Do this
Please decide whether each statement agrees with the album review below, answering yes or no and quoting the deciding words of the review: (a) The duo records in stereo. (b) The album lasts under half an hour. (c) Spellbreaker has a guitar solo.

Passage
Part of that is because it's well written and well performed, by the duo of Alexandra and Zachary James, the former's delightfully sultry voice leading the way. Part of it, though, is in how the way in which they recorded it. For a start, they record in mono, because all their inspirations did, and it helps to age the sound. There's also a real dirtiness to it too that darkens even the perkiest parts, keeping the feel that this was originally released in 1950 but utterly buried until now. I believe the band records live, taking the best of a handful of takes of each song and that authenticity shines. It's also over quickly, wrapping up in under half an hour in a nod to history.
There are plenty of ties to rock music to call out, each of which helps explain why Twin Temple tour in support of bands like Ghost and Danzig. Opening track Burn Your Bible begins with a bell tolling in a storm, which always makes me expect Tony Iommi's guitar to follow up with an iconic riff, but, of course, it doesn't. Let's Have a Satanic Orgy isn't just doo wop, it's dark exotica, something that could easily have been recorded by Screaming Jay Hawkins, one of the true pioneers of metal. OK, Alexandra James doesn't attempt the hoots and hollers and animal noises that Hawkins peppered throughout his songs, but I heard them anyway. There's an actual guitar solo in Spellbreaker.
If the best aspect to this is how authentic the production sounds, all the way down to the dirty horn section and sleazy sax in Be a Slut, the next is how authentic the music sounds. Even if you dismiss this as nothing but a gimmick, you ought to acknowledge that these musicians aren't trampling on a genre, because they clearly know and appreciate it and have the musical talent to do this justice. "Why can’t you love Roy Orbison and hail Satan at the same time?" they ask and explore that over eight tracks that cover more ground than you might expect.

Recorded information
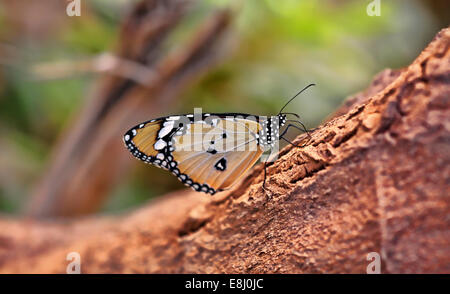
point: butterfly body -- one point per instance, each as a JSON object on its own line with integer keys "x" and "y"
{"x": 208, "y": 152}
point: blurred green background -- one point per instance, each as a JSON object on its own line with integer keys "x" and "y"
{"x": 279, "y": 46}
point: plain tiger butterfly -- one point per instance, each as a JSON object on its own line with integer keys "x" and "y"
{"x": 209, "y": 151}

Task result
(a) No: "they record in mono, because all their inspirations did"
(b) Yes: "wrapping up in under half an hour"
(c) Yes: "There's an actual guitar solo in Spellbreaker."